:: Records for the exercise ::
+---+

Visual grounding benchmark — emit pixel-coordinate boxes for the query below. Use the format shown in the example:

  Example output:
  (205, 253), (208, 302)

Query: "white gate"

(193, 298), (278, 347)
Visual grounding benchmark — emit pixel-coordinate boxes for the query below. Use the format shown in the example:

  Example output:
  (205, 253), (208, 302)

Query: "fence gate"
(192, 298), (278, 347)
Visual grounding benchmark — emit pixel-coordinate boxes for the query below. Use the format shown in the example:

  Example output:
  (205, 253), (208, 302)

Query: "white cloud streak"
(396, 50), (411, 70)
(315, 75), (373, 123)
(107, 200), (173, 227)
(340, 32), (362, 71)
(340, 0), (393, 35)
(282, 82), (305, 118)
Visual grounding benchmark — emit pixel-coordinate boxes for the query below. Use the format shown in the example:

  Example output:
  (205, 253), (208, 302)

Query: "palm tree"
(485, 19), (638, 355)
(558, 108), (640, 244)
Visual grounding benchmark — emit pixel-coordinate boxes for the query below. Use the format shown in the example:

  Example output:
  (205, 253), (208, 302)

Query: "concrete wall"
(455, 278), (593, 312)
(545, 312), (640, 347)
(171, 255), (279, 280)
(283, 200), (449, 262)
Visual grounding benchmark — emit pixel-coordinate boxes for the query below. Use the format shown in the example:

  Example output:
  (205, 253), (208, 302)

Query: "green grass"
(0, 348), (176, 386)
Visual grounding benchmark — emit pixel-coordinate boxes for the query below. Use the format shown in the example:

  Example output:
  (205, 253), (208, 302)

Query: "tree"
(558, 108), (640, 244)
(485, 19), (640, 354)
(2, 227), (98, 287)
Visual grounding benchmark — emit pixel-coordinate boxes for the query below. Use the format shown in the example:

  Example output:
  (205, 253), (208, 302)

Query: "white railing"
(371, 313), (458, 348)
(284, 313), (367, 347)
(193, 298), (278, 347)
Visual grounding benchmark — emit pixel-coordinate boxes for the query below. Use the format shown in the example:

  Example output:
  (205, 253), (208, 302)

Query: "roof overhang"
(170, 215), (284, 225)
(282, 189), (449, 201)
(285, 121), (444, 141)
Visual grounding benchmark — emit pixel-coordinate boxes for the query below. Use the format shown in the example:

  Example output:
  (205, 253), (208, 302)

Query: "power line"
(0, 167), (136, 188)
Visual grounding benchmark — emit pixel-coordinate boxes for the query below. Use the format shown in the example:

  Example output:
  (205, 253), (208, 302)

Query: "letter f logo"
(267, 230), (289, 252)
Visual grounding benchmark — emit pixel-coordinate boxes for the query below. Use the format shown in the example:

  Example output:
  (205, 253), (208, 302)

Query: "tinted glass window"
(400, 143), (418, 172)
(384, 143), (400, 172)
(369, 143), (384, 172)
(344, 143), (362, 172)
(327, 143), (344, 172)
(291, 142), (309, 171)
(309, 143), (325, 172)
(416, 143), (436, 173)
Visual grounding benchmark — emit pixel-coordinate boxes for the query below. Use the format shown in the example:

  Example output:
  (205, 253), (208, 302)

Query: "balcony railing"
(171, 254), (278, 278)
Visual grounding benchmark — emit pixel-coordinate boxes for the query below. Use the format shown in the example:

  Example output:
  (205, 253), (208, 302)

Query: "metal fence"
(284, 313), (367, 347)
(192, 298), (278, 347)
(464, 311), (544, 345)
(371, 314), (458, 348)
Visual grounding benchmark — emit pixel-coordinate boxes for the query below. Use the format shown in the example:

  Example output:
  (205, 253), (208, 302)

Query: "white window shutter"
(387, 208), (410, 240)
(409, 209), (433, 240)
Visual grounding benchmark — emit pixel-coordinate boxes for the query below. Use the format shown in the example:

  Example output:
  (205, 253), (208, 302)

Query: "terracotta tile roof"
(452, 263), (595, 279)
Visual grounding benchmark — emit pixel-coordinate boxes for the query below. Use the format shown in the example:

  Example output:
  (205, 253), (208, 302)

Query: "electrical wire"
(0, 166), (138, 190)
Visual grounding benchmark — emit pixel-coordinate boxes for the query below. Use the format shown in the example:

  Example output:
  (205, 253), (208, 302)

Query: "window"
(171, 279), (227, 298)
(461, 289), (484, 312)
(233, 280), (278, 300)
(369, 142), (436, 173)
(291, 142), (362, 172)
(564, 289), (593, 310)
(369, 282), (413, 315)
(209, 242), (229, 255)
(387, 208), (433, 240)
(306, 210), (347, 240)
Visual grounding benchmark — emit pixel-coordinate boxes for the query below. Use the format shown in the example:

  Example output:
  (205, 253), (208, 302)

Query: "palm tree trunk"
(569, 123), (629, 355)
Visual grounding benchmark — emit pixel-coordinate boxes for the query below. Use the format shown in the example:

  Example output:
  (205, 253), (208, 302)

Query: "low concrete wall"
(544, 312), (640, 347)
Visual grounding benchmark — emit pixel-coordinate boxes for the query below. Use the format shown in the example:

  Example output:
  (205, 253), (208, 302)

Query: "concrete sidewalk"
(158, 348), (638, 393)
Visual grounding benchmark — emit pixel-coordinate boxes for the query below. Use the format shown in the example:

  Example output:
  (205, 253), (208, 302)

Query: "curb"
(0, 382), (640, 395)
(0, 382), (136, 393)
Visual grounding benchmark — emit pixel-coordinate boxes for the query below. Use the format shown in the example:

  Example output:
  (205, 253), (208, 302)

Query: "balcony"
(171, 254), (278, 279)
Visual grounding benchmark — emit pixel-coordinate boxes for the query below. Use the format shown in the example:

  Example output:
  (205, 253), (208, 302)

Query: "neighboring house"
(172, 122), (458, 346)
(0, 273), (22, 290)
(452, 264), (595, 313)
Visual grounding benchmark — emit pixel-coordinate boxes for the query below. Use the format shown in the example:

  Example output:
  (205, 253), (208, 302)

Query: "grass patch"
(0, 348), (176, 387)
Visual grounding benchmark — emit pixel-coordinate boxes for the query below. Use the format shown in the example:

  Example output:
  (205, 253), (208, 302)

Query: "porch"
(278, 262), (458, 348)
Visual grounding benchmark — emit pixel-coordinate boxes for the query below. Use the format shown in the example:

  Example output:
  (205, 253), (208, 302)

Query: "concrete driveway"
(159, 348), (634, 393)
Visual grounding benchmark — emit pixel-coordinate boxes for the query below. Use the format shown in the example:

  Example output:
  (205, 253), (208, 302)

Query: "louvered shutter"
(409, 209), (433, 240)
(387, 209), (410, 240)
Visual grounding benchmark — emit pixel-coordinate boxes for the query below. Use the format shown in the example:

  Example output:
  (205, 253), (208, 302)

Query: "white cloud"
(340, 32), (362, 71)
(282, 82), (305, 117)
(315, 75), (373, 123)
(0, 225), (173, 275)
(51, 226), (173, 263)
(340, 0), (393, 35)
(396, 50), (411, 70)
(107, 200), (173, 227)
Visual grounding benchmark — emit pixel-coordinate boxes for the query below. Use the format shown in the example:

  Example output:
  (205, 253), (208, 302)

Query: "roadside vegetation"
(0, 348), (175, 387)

+---+

:: Goal ::
Every entry should be output exactly as written, please.

:: Reply to the task ::
Visual grounding benchmark — emit pixel-coordinate boxes for the query below. Use the format shown in the example:

  Example output:
  (205, 253), (208, 302)

Query: "white gate"

(193, 298), (278, 347)
Visual grounding benchmark — emit pixel-coordinate boxes for the query below. Use the format shown in the example:

  Example output:
  (205, 253), (208, 302)

Query: "fence gate"
(192, 298), (278, 347)
Visual grounding benchmark — emit pixel-coordinate boxes for the query below. Use the format shown in the example:

  Example output:
  (205, 253), (208, 302)

Query: "white cloud streak"
(396, 50), (411, 70)
(315, 75), (373, 123)
(107, 200), (173, 227)
(340, 32), (362, 71)
(340, 0), (393, 35)
(282, 82), (305, 118)
Visual grounding benchmark — emit pixel-coordinate boxes for the query below. Use the format shown in the example:

  Example output:
  (205, 253), (208, 302)

Query: "palm tree"
(485, 19), (638, 355)
(558, 108), (640, 244)
Visual grounding benchmark — emit pixel-coordinate boxes for the query below. Use the format shown in the example:

  Example output:
  (205, 253), (208, 302)

Query: "concrete wall"
(455, 278), (593, 312)
(545, 312), (640, 347)
(171, 255), (279, 280)
(283, 200), (449, 262)
Visual grounding benchmark — emit pixel-coordinate boxes for the query below. Use the format shown in the example:

  Example output:
  (205, 253), (208, 302)

Query: "green grass"
(0, 348), (176, 386)
Visual grounding benchmark — emit pixel-coordinate boxes for the query below. Use the format shown in the example:

  Example output:
  (205, 253), (208, 302)

Query: "tree"
(558, 108), (640, 244)
(485, 19), (640, 354)
(2, 227), (98, 287)
Visual grounding benchmark — emit pixel-coordinate boxes for the query below. Use the format shown in the example:

  Example output:
  (205, 253), (208, 302)

Query: "white railing"
(371, 313), (458, 348)
(284, 313), (367, 347)
(193, 298), (278, 347)
Visual grounding benchmark — emit pixel-coordinate boxes for the query below. Use the format shown in the example:

  Example output:
  (205, 253), (208, 302)

Query: "roof overhang"
(170, 215), (284, 225)
(282, 189), (449, 201)
(285, 121), (444, 141)
Visual grounding benchmark — emit pixel-coordinate boxes for the query below. Use the format shown in the example:

  Example output:
  (205, 253), (208, 302)

Query: "power line"
(0, 167), (136, 188)
Visual grounding benchmark — emit pixel-coordinate boxes for the query below. Use the format shown in the example:

  Example output:
  (205, 253), (208, 302)

Query: "letter f logo"
(267, 230), (289, 252)
Visual grounding benchmark — emit pixel-coordinate boxes for the query below. Use the format shown in the example:

  Example output:
  (205, 253), (208, 302)

Query: "tinted glass window"
(400, 143), (418, 172)
(384, 143), (400, 172)
(369, 143), (384, 172)
(344, 143), (362, 172)
(327, 143), (344, 172)
(291, 142), (309, 171)
(309, 143), (325, 172)
(416, 143), (436, 173)
Visual grounding benchmark — emit pixel-coordinate boxes for the query below. Use the format shown in the example:

  Example output:
  (205, 253), (208, 302)

Query: "balcony railing"
(171, 254), (278, 278)
Visual grounding benchmark — emit pixel-coordinate boxes for the query below. Use the format shown in the example:

  Example output:
  (205, 253), (208, 302)

Query: "metal fence"
(284, 313), (367, 347)
(192, 298), (278, 347)
(464, 311), (544, 345)
(371, 314), (458, 348)
Visual grounding benchmark — emit pixel-coordinate boxes for the query below. Use the format shown in the example:

  Example output:
  (205, 253), (208, 302)

Query: "white window shutter"
(387, 208), (410, 240)
(409, 209), (433, 240)
Visual grounding benchmark — emit pixel-coordinate boxes for the query below. Use the format shown in the example:

  Example output:
  (205, 253), (208, 302)

Query: "terracotta tile roof"
(452, 263), (595, 279)
Visual grounding benchmark — emit pixel-coordinate boxes for the query below. Use the format shown in the example:

  Example output:
  (205, 253), (208, 302)

Query: "electrical wire"
(0, 166), (138, 190)
Visual grounding benchmark — emit pixel-coordinate boxes for the query below. Use the format shown in the example:

  Example output:
  (205, 253), (208, 302)

Query: "window"
(171, 279), (227, 298)
(461, 289), (484, 312)
(233, 280), (278, 300)
(369, 142), (436, 173)
(291, 142), (362, 172)
(564, 289), (593, 310)
(369, 282), (413, 315)
(209, 242), (229, 255)
(387, 208), (433, 240)
(306, 210), (347, 240)
Visual grounding benchmark — emit pixel-coordinate boxes for the query below. Use the format shown in the example:

  Example output:
  (205, 253), (208, 302)

Query: "palm tree trunk"
(569, 123), (629, 355)
Visual grounding benchmark — emit pixel-coordinate boxes for the query below. Use the format shown in the example:

  Example output:
  (205, 253), (208, 302)

Query: "low concrete wall"
(544, 312), (640, 347)
Visual grounding benchmark — emit pixel-coordinate boxes for the query below. Use the format shown in the example:

  Example output:
  (205, 253), (208, 302)

Query: "concrete sidewalk"
(158, 348), (638, 393)
Visual grounding benchmark — emit pixel-coordinate boxes for the query below. Use the format shown in the example:

  Example output:
  (205, 253), (208, 302)

Query: "curb"
(0, 382), (640, 395)
(0, 382), (136, 393)
Visual grounding benchmark — emit pixel-coordinate boxes for the query below. Use the format shown in the example:

  Example output:
  (205, 253), (208, 302)

Query: "balcony"
(171, 254), (278, 279)
Visual grounding benchmark — emit pixel-coordinate boxes for the query below. Use the format shown in the example:

  Example output:
  (205, 253), (208, 302)

Query: "neighboring house"
(172, 122), (458, 346)
(0, 273), (22, 290)
(452, 264), (595, 313)
Visual grounding benchmark — emit pixel-coordinate boxes for the query below. Use the format shown in the example:

  Example output:
  (205, 253), (208, 302)

Query: "grass patch"
(0, 348), (176, 387)
Visual grounding benchmark — emit pixel-coordinate boxes for the query below. Use the format shown in the example:

  Example output:
  (205, 253), (208, 302)

Query: "porch"
(278, 262), (458, 348)
Visual grounding benchmark — emit pixel-coordinate boxes for the query below. Use the format shown in the example:

  Example output:
  (205, 253), (208, 302)

Query: "concrete driveway"
(159, 348), (634, 393)
Visual grounding benchmark — emit pixel-coordinate boxes for the query below. Use the format shown in the example:

  Example output:
  (205, 253), (208, 302)

Query: "louvered shutter"
(409, 209), (433, 240)
(387, 209), (410, 240)
Visual grounding benchmark — emit pixel-coordinate boxes for the query below. Use the format shown in the example:

  Example output:
  (205, 253), (208, 302)

Query: "white cloud"
(340, 32), (362, 71)
(282, 82), (305, 117)
(315, 75), (373, 123)
(0, 225), (173, 275)
(51, 226), (173, 263)
(340, 0), (393, 35)
(396, 50), (411, 70)
(107, 200), (173, 227)
Visual grounding benchmark — emit pixel-coordinate boxes for the query below. Use the format shown in the example:

  Example output:
  (205, 253), (208, 302)

Query: "roadside vegetation"
(0, 348), (175, 387)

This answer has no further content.